** The task **
Transcribe the records below verbatim, line for line, without altering any character.

• • •

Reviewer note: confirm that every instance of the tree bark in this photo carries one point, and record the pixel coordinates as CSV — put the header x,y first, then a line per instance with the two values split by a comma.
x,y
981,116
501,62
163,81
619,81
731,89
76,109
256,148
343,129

• • •

** Output for this task **
Reviewer note: confirm that every instance of the tree bark in this photo carries one point, and record the pixel coordinates as CSV — put the header x,y first, then a line per instance with the two values split by a comma.
x,y
981,116
501,62
163,81
619,81
731,89
76,109
256,148
343,129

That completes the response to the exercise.